In the records below, change "baby langur" to "young monkey" wherever it occurs and keep every other line the same. Leave the pictures out of your answer.
------------
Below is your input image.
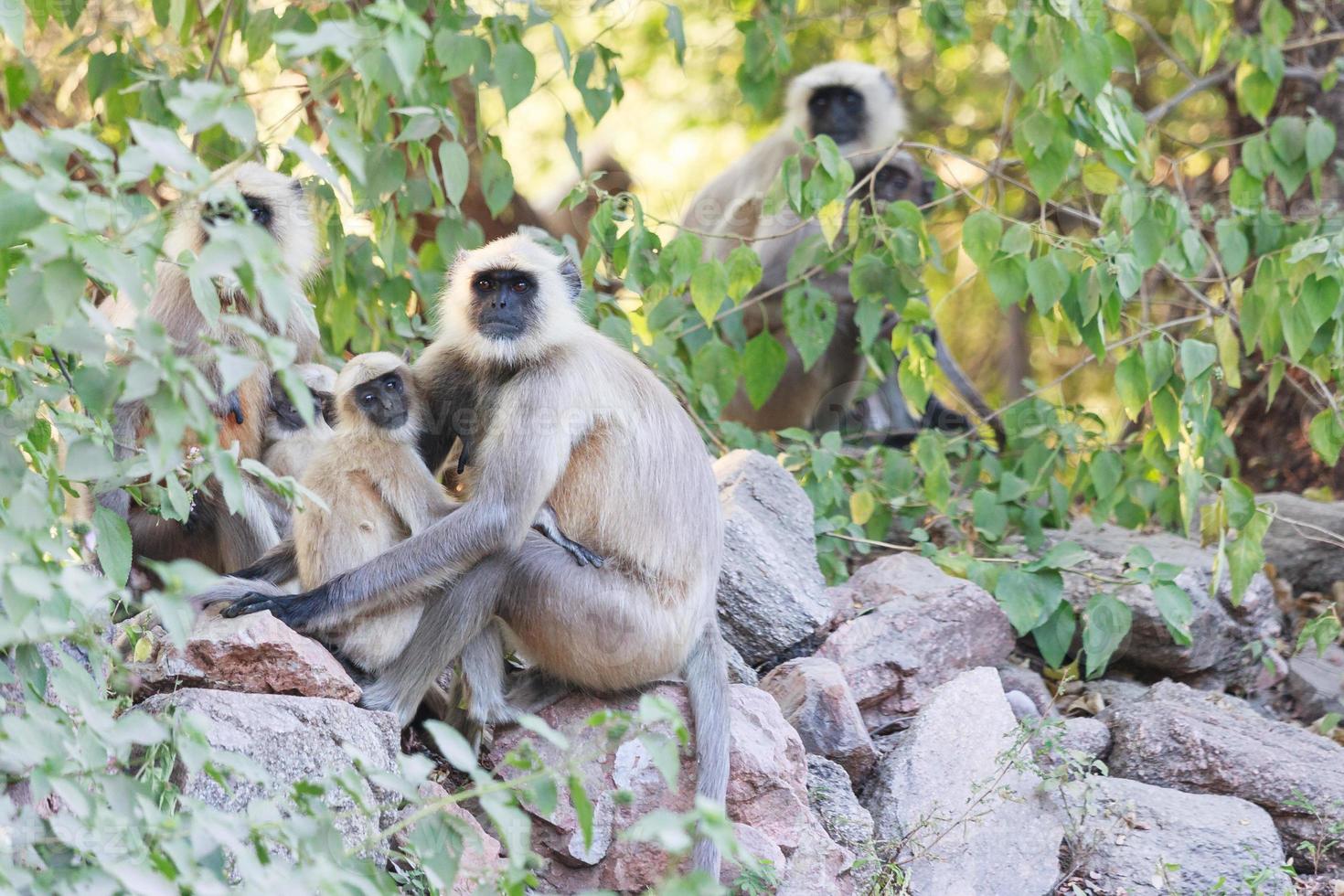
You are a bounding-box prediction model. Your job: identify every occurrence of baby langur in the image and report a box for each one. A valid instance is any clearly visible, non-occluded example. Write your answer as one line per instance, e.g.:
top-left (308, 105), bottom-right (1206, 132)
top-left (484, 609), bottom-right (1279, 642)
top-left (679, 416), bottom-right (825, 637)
top-left (202, 352), bottom-right (603, 679)
top-left (681, 62), bottom-right (906, 260)
top-left (97, 163), bottom-right (318, 572)
top-left (213, 235), bottom-right (729, 880)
------------
**Result**
Below is your input image.
You are a bounding-box prediction model. Your job: identify every occurrence of young monkey in the image and report a box for each one. A valid instance is any clearly visible, non-occluded example. Write your answer as one line per instance, e.g.:
top-left (308, 105), bottom-right (1206, 132)
top-left (484, 609), bottom-right (1279, 642)
top-left (679, 416), bottom-right (825, 637)
top-left (202, 352), bottom-right (603, 679)
top-left (681, 62), bottom-right (906, 260)
top-left (97, 163), bottom-right (318, 572)
top-left (213, 235), bottom-right (729, 880)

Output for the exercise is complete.